> **GIVEN TASK**: Copy the listing below line for line, altering nothing.

> **RECORD EXCERPTS**:
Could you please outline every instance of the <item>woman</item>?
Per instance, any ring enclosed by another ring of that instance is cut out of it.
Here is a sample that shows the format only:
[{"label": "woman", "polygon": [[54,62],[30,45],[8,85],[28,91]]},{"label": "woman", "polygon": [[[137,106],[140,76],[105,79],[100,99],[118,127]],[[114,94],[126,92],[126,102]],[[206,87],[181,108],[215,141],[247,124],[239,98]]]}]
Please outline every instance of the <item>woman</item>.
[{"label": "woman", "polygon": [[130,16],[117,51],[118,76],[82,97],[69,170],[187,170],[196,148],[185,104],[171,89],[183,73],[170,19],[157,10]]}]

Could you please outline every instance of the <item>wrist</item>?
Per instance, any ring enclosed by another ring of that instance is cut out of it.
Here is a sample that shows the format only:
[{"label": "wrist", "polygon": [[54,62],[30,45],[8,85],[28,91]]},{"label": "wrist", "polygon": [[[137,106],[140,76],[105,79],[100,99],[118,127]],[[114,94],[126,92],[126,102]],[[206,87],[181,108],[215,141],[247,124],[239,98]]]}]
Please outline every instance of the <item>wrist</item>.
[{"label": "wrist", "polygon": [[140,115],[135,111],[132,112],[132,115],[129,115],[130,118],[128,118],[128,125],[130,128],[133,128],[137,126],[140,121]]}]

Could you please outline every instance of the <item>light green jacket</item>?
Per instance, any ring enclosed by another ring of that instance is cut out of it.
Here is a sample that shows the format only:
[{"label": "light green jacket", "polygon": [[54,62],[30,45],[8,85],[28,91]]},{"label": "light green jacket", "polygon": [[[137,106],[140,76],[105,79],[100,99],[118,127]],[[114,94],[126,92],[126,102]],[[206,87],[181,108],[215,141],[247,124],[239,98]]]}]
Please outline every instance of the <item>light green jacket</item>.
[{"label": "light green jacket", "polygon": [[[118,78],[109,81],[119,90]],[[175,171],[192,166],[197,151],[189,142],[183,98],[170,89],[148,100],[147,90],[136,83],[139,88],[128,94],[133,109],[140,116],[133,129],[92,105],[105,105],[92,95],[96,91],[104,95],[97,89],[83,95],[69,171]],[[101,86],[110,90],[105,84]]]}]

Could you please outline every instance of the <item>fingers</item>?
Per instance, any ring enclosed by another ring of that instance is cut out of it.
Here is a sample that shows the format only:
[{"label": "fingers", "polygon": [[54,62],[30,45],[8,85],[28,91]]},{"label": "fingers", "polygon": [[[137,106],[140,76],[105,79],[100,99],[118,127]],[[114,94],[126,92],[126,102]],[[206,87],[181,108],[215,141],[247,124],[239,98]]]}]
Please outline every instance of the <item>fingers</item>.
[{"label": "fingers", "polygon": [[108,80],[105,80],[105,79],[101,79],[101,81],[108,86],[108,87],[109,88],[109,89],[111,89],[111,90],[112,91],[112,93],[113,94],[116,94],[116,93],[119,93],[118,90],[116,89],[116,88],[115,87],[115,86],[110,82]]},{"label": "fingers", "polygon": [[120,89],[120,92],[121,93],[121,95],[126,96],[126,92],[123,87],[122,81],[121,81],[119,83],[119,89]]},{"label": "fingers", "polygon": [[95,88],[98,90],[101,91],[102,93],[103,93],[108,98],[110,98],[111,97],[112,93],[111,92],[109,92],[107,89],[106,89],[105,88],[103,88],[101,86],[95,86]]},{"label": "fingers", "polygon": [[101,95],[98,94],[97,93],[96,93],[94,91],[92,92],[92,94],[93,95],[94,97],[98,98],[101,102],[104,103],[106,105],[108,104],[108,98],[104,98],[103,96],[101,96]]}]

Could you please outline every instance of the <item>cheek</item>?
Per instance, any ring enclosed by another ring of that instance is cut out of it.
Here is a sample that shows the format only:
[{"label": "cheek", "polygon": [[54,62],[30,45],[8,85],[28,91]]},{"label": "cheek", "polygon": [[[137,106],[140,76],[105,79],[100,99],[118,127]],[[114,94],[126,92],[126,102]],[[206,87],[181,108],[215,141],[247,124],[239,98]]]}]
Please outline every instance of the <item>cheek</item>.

> **RESULT OF THE EXERCISE**:
Could you please outline every instance of the <item>woman</item>?
Per instance, any ring enclosed by another ring of that instance is cut out of it.
Here is a sample that shows the format only:
[{"label": "woman", "polygon": [[54,62],[30,45],[8,85],[28,91]]},{"label": "woman", "polygon": [[[137,106],[140,76],[105,79],[100,99],[118,127]],[[114,94],[126,92],[126,102]],[[206,87],[181,108],[215,141],[247,124],[239,98]]]}]
Please outline every instance of the <item>woman</item>.
[{"label": "woman", "polygon": [[130,16],[117,51],[118,76],[82,97],[69,170],[187,170],[196,148],[185,104],[171,89],[183,73],[170,19],[157,10]]}]

Could you please outline every instance of the <item>wrist</item>?
Per instance, any ring enclosed by another ring of that instance is cut out of it.
Here is a sample that shows the format only:
[{"label": "wrist", "polygon": [[54,62],[30,45],[8,85],[28,91]]},{"label": "wrist", "polygon": [[[137,106],[140,76],[105,79],[100,99],[118,127]],[[114,94],[126,92],[126,102]],[[206,87],[181,108],[215,141],[247,124],[239,98]]]}]
Please outline every instance of the <item>wrist</item>.
[{"label": "wrist", "polygon": [[140,115],[135,111],[132,112],[132,115],[129,115],[130,118],[128,118],[128,125],[130,128],[133,128],[137,126],[140,121]]}]

Could you please outline every instance of the <item>light green jacket</item>?
Per instance, any ring enclosed by another ring of that instance is cut out of it.
Here is a sample that shows the format only:
[{"label": "light green jacket", "polygon": [[54,62],[30,45],[8,85],[28,91]]},{"label": "light green jacket", "polygon": [[[137,106],[140,76],[105,79],[100,99],[118,127]],[[114,94],[126,92],[126,102]],[[206,87],[181,108],[215,141],[247,124],[239,98]]]}]
Please outline every instance of the <item>light green jacket</item>.
[{"label": "light green jacket", "polygon": [[[118,78],[109,81],[119,90]],[[175,171],[192,166],[197,151],[189,142],[183,98],[170,89],[148,100],[147,90],[136,83],[139,88],[128,94],[133,109],[140,116],[133,129],[92,105],[105,105],[92,95],[96,91],[104,95],[97,89],[83,95],[69,171]],[[101,86],[110,90],[105,84]]]}]

Could you please outline every instance of the <item>fingers</item>?
Per instance, any ring enclosed by another ring of that instance is cut out of it.
Here is a sample that shows the format only:
[{"label": "fingers", "polygon": [[54,62],[30,45],[8,85],[28,91]]},{"label": "fingers", "polygon": [[[137,106],[140,76],[105,79],[100,99],[118,127]],[[114,94],[126,92],[126,102]],[[206,87],[181,108],[215,141],[247,124],[239,98]]]}]
Please outline every instance of the <item>fingers</item>.
[{"label": "fingers", "polygon": [[108,80],[105,80],[105,79],[101,79],[101,81],[108,86],[108,87],[109,88],[109,89],[111,89],[111,90],[112,91],[112,93],[113,94],[116,94],[116,93],[119,93],[118,90],[116,89],[116,88],[115,87],[115,86],[110,82]]},{"label": "fingers", "polygon": [[120,89],[120,92],[121,93],[121,95],[126,96],[126,92],[123,87],[122,81],[121,81],[119,83],[119,89]]},{"label": "fingers", "polygon": [[95,88],[98,90],[101,91],[102,93],[103,93],[108,98],[110,98],[111,97],[112,93],[111,92],[109,92],[107,89],[106,89],[105,88],[103,88],[101,86],[95,86]]},{"label": "fingers", "polygon": [[101,95],[98,94],[97,93],[96,93],[94,91],[92,92],[92,94],[93,95],[94,97],[98,98],[101,102],[104,103],[106,105],[108,104],[108,98],[104,98],[103,96],[101,96]]}]

Could you please outline every instance of the <item>cheek</item>?
Per instance, any ring enclosed by another ring of that instance is cut out of it.
Here is a sample that shows the format only:
[{"label": "cheek", "polygon": [[54,62],[30,45],[8,85],[28,91]]},{"label": "cheek", "polygon": [[[137,106],[140,76],[105,79],[100,99],[118,127]],[[114,94],[126,92],[126,102]],[[206,87],[181,108],[215,141],[247,124],[239,98]]]}]
Please outline every instance of the <item>cheek</item>.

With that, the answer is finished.